**PAGE TEXT:**
┌────────
Chevron Corp. revived aspirations to pump 1 million barrels a day in the Permian Basin after drastic budget and job cuts trimmed operating costs.
Chevron plans to ramp up investment in North America’s biggest oil field through 2025, reversing the pandemic-driven production decline, the company said in an investor presentation Tuesday. Chief Executive Officer Mike Wirth surprised investors by restoring the million-barrel Permian target only a year after it disappeared from the company’s guidance as Covid-19 crashed energy markets.
The California oil titan expects its Permian wells to generate $3 billion in free cash flow by the middle of the decade, assuming international crude prices average $50 a barrel. The region straddling West Texas and New Mexico incurred the deepest spending cuts in last year’s pullback amid the oil market’s unprecedented collapse.
Chevron plans to double returns on capital employed and expand free cash flow by 10% a year, more than twice the cash-flow growth rate promised by Exxon Mobil Corp. last week. Chevron’s dividend isn’t imperiled even if crude falls to $40.
└────────
**EXERCISE REQUIREMENTS:** Please write the next few paragraphs of the article on Chevron's Permian Basin plans, picking up after its final sentence about the dividend.

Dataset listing
┌────────
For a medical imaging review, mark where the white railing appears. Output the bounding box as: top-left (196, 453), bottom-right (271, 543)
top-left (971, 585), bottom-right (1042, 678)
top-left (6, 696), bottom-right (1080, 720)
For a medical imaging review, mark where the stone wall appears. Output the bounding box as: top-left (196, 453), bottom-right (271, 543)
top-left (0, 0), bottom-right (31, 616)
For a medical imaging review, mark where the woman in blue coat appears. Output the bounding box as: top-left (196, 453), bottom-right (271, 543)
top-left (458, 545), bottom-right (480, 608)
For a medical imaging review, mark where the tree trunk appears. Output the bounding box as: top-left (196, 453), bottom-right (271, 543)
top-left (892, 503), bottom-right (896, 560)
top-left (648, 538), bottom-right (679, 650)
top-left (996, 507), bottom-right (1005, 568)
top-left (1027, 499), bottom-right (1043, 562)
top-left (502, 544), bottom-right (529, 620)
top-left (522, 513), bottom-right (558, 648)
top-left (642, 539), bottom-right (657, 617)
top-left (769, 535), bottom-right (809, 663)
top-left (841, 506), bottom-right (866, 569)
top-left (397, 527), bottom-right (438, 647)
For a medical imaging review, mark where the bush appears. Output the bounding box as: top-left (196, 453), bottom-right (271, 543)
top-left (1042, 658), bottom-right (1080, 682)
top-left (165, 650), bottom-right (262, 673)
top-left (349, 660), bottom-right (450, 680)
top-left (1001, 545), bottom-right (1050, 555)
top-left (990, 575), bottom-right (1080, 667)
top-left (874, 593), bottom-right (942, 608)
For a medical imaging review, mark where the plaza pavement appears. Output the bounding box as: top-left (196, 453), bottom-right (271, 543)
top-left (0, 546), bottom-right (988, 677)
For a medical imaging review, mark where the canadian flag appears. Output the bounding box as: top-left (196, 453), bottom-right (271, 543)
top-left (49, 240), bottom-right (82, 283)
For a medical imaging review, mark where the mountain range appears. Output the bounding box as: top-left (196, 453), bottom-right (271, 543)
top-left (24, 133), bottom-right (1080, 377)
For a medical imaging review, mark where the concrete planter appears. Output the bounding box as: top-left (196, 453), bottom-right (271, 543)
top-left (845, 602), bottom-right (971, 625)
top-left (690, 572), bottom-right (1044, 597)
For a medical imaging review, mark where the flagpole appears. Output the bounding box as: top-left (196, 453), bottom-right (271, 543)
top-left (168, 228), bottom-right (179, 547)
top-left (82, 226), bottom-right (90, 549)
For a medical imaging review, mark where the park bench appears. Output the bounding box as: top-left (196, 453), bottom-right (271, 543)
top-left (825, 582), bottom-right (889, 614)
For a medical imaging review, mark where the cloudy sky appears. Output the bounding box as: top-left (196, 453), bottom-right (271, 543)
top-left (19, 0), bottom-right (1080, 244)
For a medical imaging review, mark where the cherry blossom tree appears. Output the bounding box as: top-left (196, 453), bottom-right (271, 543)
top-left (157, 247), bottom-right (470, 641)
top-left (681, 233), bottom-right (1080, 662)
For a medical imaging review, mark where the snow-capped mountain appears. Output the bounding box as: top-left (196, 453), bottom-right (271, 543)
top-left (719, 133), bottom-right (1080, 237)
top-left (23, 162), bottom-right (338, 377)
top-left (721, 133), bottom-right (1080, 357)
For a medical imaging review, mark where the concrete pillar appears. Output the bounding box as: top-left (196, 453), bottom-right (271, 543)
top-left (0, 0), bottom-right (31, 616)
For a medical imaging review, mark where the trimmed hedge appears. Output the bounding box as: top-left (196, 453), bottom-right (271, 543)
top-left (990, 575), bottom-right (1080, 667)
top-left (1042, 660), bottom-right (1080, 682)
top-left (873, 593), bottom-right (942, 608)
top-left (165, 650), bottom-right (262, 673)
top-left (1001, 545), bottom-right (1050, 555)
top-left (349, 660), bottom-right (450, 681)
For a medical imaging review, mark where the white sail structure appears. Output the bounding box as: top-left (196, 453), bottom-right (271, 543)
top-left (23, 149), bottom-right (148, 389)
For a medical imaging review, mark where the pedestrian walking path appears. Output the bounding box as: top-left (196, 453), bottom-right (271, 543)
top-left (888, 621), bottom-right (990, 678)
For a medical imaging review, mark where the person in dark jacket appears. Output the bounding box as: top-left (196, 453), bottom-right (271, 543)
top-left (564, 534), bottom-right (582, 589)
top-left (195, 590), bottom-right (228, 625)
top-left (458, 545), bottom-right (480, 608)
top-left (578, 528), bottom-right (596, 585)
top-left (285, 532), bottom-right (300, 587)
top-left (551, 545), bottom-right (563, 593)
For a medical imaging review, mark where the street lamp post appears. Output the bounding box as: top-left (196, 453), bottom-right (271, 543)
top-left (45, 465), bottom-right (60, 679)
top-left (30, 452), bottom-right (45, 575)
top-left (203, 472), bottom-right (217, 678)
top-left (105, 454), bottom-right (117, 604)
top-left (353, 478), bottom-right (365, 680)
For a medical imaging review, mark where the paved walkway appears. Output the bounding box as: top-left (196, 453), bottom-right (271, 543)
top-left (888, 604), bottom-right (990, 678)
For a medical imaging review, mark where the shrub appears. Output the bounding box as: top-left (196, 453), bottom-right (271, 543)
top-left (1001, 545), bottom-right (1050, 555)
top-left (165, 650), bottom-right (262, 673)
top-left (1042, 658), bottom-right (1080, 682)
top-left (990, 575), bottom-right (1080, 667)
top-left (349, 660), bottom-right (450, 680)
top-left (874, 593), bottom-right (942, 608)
└────────
**ANSWER BOX:**
“This, in our view, confirms CVX’s superior investment case relative to XOM,” Giacomo Romeo, an analyst at Jefferies International Ltd., said in a note to clients.
The London-traded worldwide benchmark traded at $67.83 a barrel at 10:23 a.m. in New York.
The main question for investors monitoring the virtual presentation on Tuesday is what Wirth plans to do with the windfall from this year’s rally in oil prices. The company has a lower debt burden than its Big Oil rivals and has shown an unwillingness to take on major growth projects. Still, Chevron has bought back shares in recent years and pursued takeovers such as the $5 billion purchase of Noble Energy last year.
“We’re investing in only our best projects, funding those that meet our high-return expectations,” Wirth told analysts. “This improvement is anchored in self help. We’re not betting on higher prices to bail us out.”
Demand Recovery
Chevron was little changed at $109.52 at 10:24 a.m. in New York. The stock has climbed about 20% in the past month, buoyed by surging crude prices and prospects for a recovery in energy demand to pre-pandemic levels.
Though Chevron may be in a better place than its peers, the trauma of 2020 will be evident for some time to come. The company’s debt increased by 64% to $44.3 billion due to the double blow from low oil prices and weakening refining margins.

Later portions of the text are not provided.